- [Tasks to carry out]:
[a] Copy word for word the part of the essay on inference and empiricism from "Inference tends to" to "empiricism with practice.)".
[b] Collect every line of the records that contains the string "sunset". Only matches with the same upper and lower case count.

Inference & Empiricism
Speaking very roughly our best tools for figuring out the truth are inference and empiricism. By inference I mean using things like Math, Logic, and theory in general to conclude new facts from things we assume to be true. By empiricism I mean looking at the world, doing experiments, etc.
Inference tends to work particularly well when you’re highly confident in your premises. Empiricism tends to work particularly well in domains of high uncertainty.
Nothing prevents you from combining the two – for example, my basic applied thought framework is to “run towards uncertainty” – that is, have a theory, identify the points of highest uncertainty in the theory, figure out the smallest experiment/action to resolve that uncertainty, do it. Basically the scientific method. This is what I call “Risk Driven Development” in the context of programming.
People from highly theoretical degrees tend to struggle with high-uncertainty domains after graduating from school because their go-to tool is pure inference, and inference without empiricism fails in the real world because your assumptions are never 100% true, not even close. (They generally learn empiricism with practice.)
The failure modes of high empiricism without theory are much more subtle. Pure empiricism pretty much always works decently well. Failures look more like “didn’t invent general relativity” – theory tends to gather a small number of large victories. Less commonly, theory lets you avoid a mistake the first time you do something, or more generally learn from fewer examples.
One major point of contention among programmers is how much value you gain from using abstractions that are 95% true vs. 100% true. Programmers who are really good at inference gain a huge advantage from 100% true abstractions. Programmers who aren’t gain a 5% advantage, and thus see it as a huge cost with little benefit. The vast majority of functional programming advocates you meet will be people whose preferred method is inference.
Someone who is strong at inference and weak at empiricism entering a high-uncertainty domain like flirting will often be given advice like “don’t think too much.” This doesn’t usually work: the advice-giver has an “empiricism button”, so to speak, that they can activate in that situation. The pure theorist does not, so simply turning off theory doesn’t teach them empiricism. A more effective approach, at least in my experience, is to develop theories around effectively interacting in those situations, noticing points of high uncertainty and testing them.
More generally, some high-E, low-I people form an implicit (or explicit) belief that theory is actively counterproductive. They will see lots of apparently confirming examples of this, because theory is rarely useful quickly.
Theory is more or less low-status in domains like business, which means that even when successful people attribute their success to theory, those memes will not spread. A great author on theory applied to business is Eliyahu Goldratt.
A common example of theory being useful is when you find a technique that works in one case, and realize it can be significantly generalized. E.g. Agile basically comes from Lean + Theory of Constraints, which were originally developed for factories. Limiting work in progress is so helpful in so many domains it’s almost like cheating.

[Pointing entries for named objects]
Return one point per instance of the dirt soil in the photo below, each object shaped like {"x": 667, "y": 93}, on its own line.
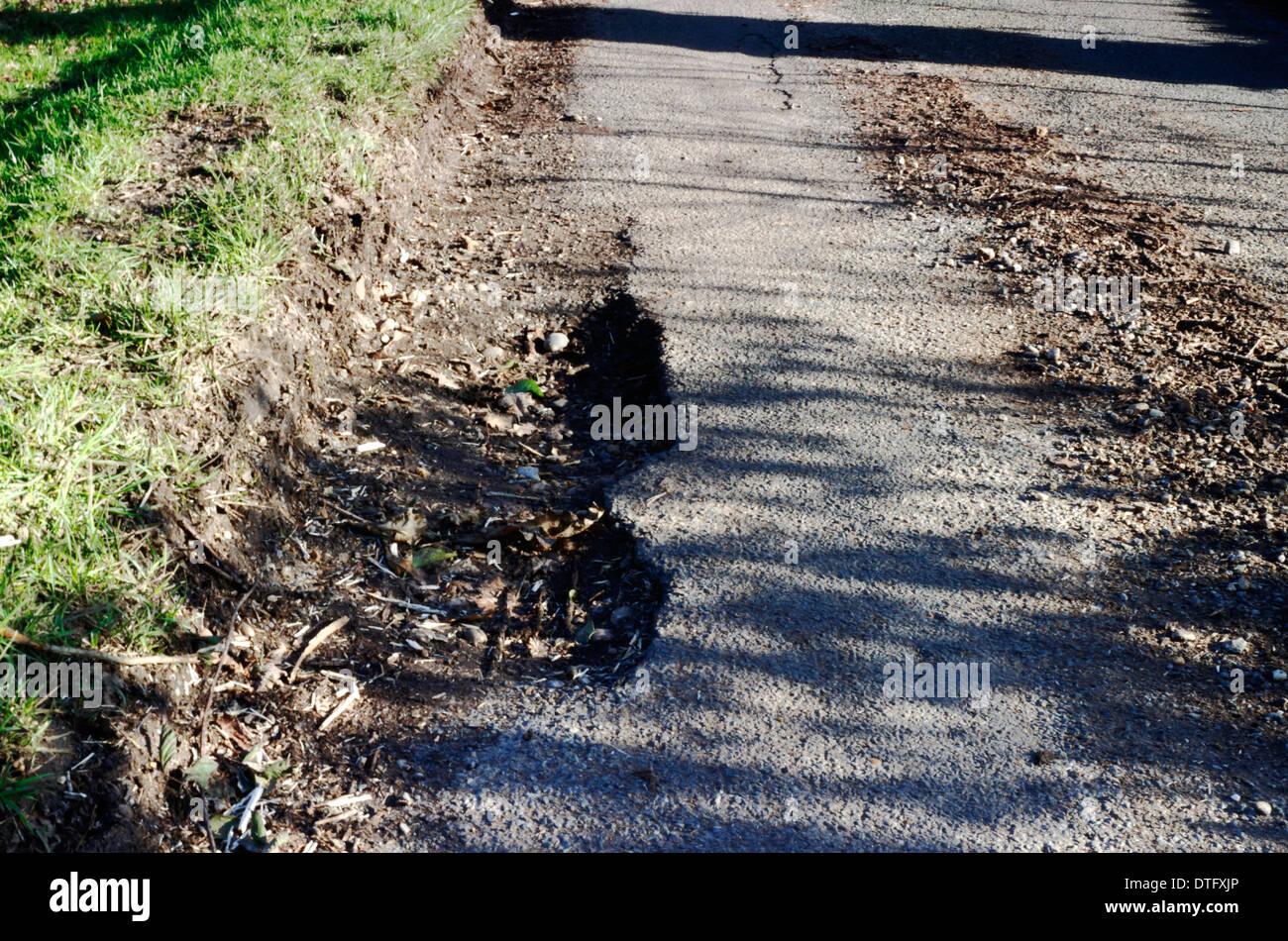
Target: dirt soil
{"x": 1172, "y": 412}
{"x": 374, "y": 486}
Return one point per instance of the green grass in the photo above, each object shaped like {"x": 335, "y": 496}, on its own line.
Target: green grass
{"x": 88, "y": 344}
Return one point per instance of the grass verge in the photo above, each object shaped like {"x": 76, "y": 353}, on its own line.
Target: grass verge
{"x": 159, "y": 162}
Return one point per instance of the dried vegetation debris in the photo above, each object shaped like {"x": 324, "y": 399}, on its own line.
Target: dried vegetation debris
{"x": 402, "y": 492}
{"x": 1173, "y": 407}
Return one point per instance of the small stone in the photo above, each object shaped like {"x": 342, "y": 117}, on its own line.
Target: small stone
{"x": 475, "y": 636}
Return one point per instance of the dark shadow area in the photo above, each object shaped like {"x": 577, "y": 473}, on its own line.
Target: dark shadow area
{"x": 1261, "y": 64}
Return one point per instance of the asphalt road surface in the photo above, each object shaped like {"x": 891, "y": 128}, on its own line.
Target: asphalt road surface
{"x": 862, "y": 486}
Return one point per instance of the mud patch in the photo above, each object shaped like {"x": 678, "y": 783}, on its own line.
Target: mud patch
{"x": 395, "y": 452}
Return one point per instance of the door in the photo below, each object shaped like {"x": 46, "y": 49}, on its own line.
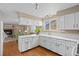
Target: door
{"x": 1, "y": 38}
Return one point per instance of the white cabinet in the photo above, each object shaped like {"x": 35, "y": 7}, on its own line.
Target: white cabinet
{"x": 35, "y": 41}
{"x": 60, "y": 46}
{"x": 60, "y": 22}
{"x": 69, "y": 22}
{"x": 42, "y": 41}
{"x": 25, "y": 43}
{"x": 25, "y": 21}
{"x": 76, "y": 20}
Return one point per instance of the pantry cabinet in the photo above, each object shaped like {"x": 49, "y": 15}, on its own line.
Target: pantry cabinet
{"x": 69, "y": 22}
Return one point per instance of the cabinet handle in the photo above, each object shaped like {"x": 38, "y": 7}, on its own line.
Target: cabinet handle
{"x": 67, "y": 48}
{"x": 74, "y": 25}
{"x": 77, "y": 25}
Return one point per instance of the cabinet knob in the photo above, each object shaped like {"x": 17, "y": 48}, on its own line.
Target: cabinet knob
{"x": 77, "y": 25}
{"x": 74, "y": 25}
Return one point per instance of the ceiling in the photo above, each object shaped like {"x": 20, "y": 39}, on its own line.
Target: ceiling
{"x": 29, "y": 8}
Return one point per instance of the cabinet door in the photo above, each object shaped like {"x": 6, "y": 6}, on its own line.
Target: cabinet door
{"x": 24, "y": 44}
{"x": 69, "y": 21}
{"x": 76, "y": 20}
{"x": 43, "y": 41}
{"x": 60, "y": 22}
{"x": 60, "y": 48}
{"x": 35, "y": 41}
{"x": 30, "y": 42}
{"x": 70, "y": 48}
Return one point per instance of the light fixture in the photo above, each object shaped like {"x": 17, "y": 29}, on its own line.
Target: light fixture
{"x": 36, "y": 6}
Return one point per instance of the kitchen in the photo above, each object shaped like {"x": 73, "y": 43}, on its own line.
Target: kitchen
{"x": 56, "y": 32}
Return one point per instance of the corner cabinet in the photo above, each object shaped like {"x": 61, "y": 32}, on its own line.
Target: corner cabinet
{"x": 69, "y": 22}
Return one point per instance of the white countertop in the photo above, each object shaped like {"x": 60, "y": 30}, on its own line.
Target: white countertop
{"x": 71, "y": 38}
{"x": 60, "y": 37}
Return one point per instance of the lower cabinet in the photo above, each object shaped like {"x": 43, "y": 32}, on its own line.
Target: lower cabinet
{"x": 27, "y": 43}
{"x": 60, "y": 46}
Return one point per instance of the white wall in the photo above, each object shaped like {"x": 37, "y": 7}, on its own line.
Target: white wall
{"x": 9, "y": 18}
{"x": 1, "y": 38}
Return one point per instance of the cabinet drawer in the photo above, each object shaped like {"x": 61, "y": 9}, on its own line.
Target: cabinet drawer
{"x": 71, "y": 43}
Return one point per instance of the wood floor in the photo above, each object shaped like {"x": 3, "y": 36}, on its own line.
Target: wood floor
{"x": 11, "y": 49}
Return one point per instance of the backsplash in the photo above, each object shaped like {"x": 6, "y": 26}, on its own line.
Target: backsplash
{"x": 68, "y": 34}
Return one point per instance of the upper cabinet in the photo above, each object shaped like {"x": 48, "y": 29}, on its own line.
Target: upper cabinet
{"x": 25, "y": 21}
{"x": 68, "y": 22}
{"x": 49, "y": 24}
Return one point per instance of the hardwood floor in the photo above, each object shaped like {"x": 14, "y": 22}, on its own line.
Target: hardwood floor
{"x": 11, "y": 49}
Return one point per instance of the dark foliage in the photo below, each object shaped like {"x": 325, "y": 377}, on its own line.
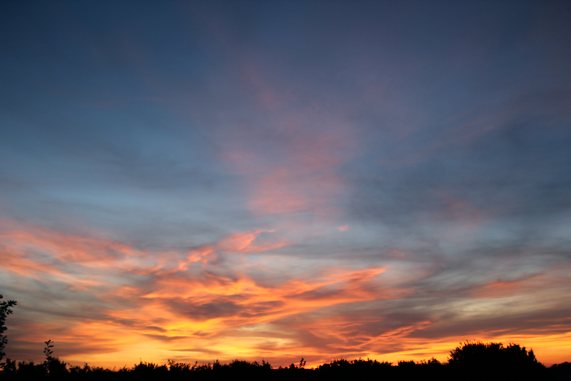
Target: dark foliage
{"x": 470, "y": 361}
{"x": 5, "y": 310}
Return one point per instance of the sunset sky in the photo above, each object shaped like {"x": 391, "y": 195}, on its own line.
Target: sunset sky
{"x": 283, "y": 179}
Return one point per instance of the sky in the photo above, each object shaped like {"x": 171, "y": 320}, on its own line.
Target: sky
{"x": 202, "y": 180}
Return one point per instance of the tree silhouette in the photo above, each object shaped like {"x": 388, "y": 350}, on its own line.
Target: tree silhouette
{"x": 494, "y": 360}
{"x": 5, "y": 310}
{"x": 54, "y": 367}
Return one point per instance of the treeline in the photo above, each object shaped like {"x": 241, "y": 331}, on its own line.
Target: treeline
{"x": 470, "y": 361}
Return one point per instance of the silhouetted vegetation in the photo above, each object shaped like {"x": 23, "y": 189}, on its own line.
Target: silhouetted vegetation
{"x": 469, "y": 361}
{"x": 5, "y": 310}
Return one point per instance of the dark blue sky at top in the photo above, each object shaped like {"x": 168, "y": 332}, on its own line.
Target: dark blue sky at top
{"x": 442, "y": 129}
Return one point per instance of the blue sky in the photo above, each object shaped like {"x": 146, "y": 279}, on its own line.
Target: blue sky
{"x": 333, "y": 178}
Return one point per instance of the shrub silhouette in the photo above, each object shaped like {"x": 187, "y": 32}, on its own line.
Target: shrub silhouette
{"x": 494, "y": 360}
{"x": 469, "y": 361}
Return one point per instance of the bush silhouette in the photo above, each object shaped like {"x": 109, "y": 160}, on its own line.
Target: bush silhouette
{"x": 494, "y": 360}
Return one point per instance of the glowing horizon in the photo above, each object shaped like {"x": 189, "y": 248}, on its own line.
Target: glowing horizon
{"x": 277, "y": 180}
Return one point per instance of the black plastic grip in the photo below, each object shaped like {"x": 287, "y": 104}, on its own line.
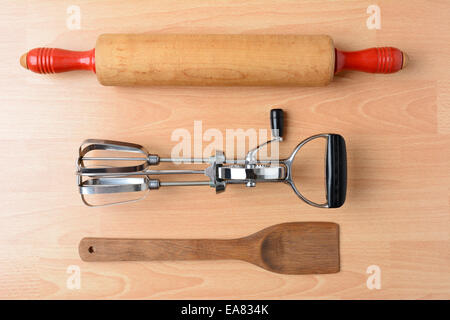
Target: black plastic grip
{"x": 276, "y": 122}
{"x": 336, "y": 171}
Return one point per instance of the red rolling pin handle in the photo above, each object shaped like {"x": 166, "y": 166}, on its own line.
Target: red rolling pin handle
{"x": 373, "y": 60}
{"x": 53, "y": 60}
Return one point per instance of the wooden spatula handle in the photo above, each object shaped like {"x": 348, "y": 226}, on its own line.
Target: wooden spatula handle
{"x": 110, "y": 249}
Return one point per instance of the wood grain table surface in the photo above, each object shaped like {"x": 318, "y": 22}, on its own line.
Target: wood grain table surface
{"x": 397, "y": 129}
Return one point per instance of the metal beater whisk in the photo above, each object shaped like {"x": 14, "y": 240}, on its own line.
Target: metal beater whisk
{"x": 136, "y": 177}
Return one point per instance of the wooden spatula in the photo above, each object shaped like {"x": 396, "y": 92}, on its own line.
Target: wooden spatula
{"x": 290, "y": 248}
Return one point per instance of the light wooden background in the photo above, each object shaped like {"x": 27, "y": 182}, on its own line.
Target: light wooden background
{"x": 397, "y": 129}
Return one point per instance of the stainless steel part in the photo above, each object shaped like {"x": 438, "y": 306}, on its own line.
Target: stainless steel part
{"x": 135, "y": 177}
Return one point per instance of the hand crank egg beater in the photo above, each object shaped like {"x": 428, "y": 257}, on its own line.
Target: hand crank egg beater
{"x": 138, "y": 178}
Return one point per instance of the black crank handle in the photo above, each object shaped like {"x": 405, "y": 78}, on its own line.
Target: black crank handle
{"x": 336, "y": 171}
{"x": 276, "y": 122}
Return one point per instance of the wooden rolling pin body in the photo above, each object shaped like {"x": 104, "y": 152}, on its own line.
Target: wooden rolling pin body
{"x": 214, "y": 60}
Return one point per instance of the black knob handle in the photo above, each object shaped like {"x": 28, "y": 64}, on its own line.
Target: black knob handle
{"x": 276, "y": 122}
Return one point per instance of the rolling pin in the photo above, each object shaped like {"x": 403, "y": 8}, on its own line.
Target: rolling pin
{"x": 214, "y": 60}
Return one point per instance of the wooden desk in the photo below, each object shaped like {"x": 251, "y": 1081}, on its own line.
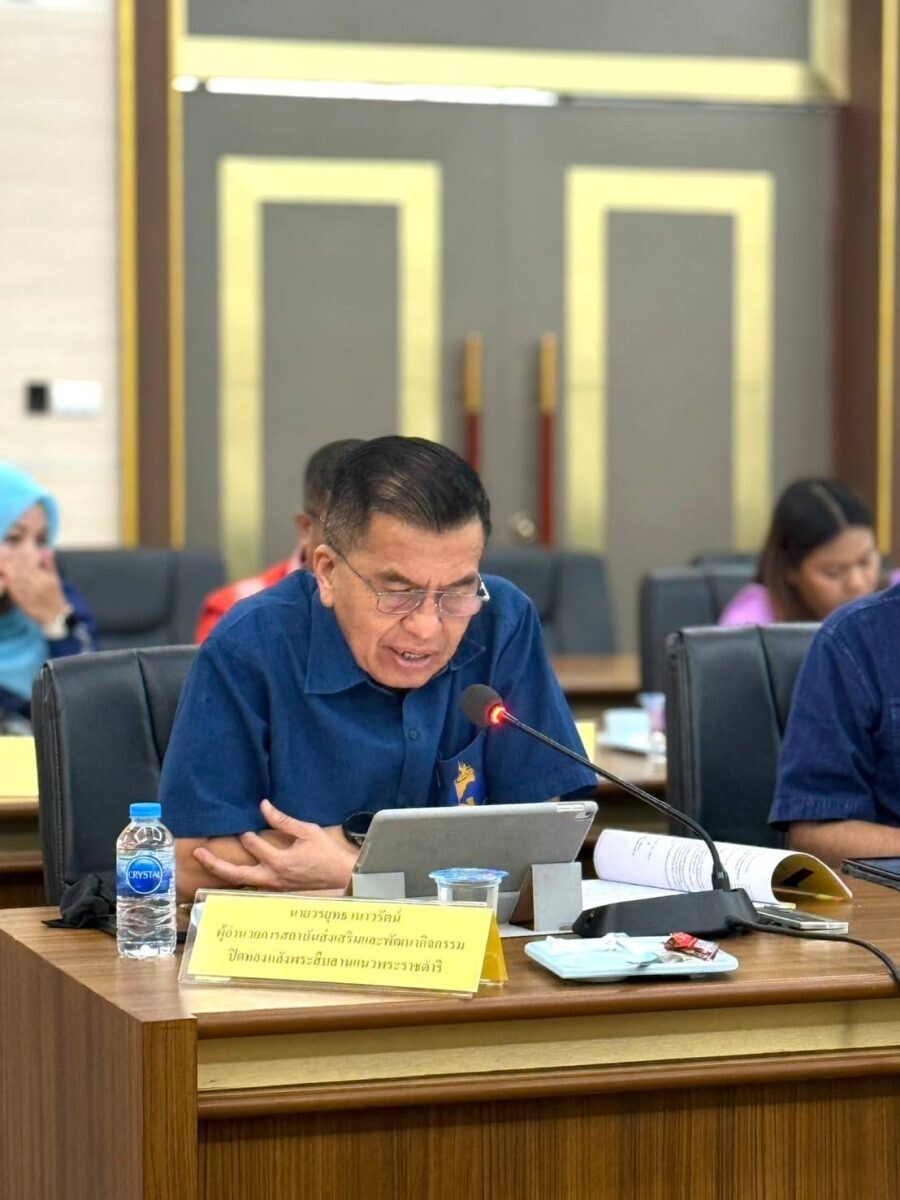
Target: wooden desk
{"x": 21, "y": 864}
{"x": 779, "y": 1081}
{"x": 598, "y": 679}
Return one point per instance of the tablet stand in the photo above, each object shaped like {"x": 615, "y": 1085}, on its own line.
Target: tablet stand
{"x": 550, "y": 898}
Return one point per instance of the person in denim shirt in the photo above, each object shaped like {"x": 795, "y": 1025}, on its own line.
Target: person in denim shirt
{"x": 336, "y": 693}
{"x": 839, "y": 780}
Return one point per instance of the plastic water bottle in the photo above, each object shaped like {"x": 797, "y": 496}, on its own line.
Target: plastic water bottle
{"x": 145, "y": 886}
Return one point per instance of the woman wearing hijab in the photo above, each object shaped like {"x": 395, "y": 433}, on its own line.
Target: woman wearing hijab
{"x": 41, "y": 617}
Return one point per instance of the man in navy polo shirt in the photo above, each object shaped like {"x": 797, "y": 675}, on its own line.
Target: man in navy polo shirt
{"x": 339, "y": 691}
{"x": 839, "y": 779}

- [Solutions per task]:
[a]
Inference tends to work particularly well when you’re highly confident in your premises. Empiricism tends to work particularly well in domains of high uncertainty.
Nothing prevents you from combining the two – for example, my basic applied thought framework is to “run towards uncertainty” – that is, have a theory, identify the points of highest uncertainty in the theory, figure out the smallest experiment/action to resolve that uncertainty, do it. Basically the scientific method. This is what I call “Risk Driven Development” in the context of programming.
People from highly theoretical degrees tend to struggle with high-uncertainty domains after graduating from school because their go-to tool is pure inference, and inference without empiricism fails in the real world because your assumptions are never 100% true, not even close. (They generally learn empiricism with practice.)

[b]
Return one point per instance of the sunset sky in the photo above, each object shaped like {"x": 391, "y": 195}, on its own line.
Target: sunset sky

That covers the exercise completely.